┏━━

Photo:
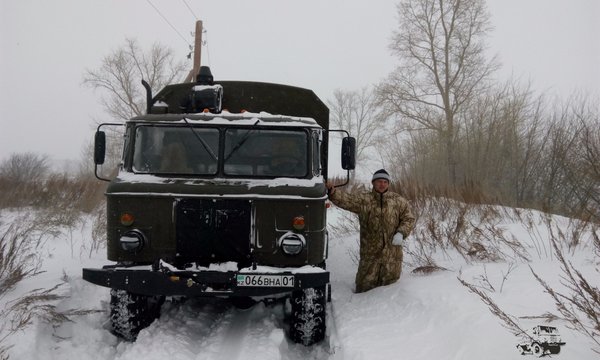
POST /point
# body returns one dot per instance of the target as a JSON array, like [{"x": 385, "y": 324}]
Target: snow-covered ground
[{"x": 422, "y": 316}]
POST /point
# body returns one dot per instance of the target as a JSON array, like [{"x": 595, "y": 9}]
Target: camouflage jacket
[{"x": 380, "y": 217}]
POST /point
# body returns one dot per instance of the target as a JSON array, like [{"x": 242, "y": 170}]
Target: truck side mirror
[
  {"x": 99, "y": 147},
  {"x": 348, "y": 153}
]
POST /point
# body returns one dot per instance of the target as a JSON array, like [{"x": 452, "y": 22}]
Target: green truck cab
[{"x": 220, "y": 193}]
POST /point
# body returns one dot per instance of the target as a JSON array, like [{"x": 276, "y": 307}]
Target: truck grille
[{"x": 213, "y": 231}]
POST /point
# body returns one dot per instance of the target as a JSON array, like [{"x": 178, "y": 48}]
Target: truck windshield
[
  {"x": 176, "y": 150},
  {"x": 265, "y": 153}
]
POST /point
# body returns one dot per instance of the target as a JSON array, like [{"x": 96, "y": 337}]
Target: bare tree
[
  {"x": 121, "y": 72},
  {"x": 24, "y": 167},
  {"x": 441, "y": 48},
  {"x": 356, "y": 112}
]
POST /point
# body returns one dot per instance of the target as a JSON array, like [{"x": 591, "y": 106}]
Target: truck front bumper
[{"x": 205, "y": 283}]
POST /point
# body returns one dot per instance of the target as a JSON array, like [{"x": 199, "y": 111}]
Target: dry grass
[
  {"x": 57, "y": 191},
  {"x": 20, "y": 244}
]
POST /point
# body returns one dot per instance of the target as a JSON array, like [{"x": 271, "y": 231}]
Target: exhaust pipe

┗━━

* **SHORT PROBLEM**
Omit the pictures, then output the rest of the listing exactly.

* **WRITTEN SOLUTION**
Photo:
POST /point
# body returns one dot per instance of the target as a JSON array, like [{"x": 385, "y": 324}]
Target: snow-covered ground
[{"x": 422, "y": 316}]
POST /point
# body returns one dot per instance of the target as a JSON array, like [{"x": 595, "y": 9}]
Target: camouflage jacket
[{"x": 380, "y": 217}]
POST /point
# body returns one dot per instance of the target as a JSON array, like [{"x": 242, "y": 170}]
Target: truck side mirror
[
  {"x": 99, "y": 147},
  {"x": 348, "y": 153}
]
POST /point
# body returns one dot per instance of the target as a JSON array, like [{"x": 452, "y": 22}]
Target: green truck cab
[{"x": 220, "y": 193}]
POST /point
# body returns one dot per instance of the target as a JSON array, like [{"x": 276, "y": 307}]
Target: truck grille
[{"x": 213, "y": 231}]
POST /point
# body returns one dot per instance of the target as a JSON array, like [{"x": 178, "y": 48}]
Target: truck windshield
[
  {"x": 176, "y": 150},
  {"x": 265, "y": 153}
]
POST /point
# body returns one dot per instance of the target as a JSON array, like [{"x": 96, "y": 337}]
Target: bare tree
[
  {"x": 121, "y": 72},
  {"x": 24, "y": 167},
  {"x": 441, "y": 48},
  {"x": 356, "y": 112}
]
POST /point
# body returns one dot per instance of the target as a JSON array, like [{"x": 591, "y": 106}]
Target: truck front bumper
[{"x": 205, "y": 283}]
POST /point
# body returns one dot per instance of the target as a JSON array, like [{"x": 199, "y": 111}]
Target: dry grass
[
  {"x": 57, "y": 191},
  {"x": 20, "y": 244}
]
POST /point
# body returns one dot per instance of the target as a JSON array, like [{"x": 271, "y": 231}]
Target: exhaust pipe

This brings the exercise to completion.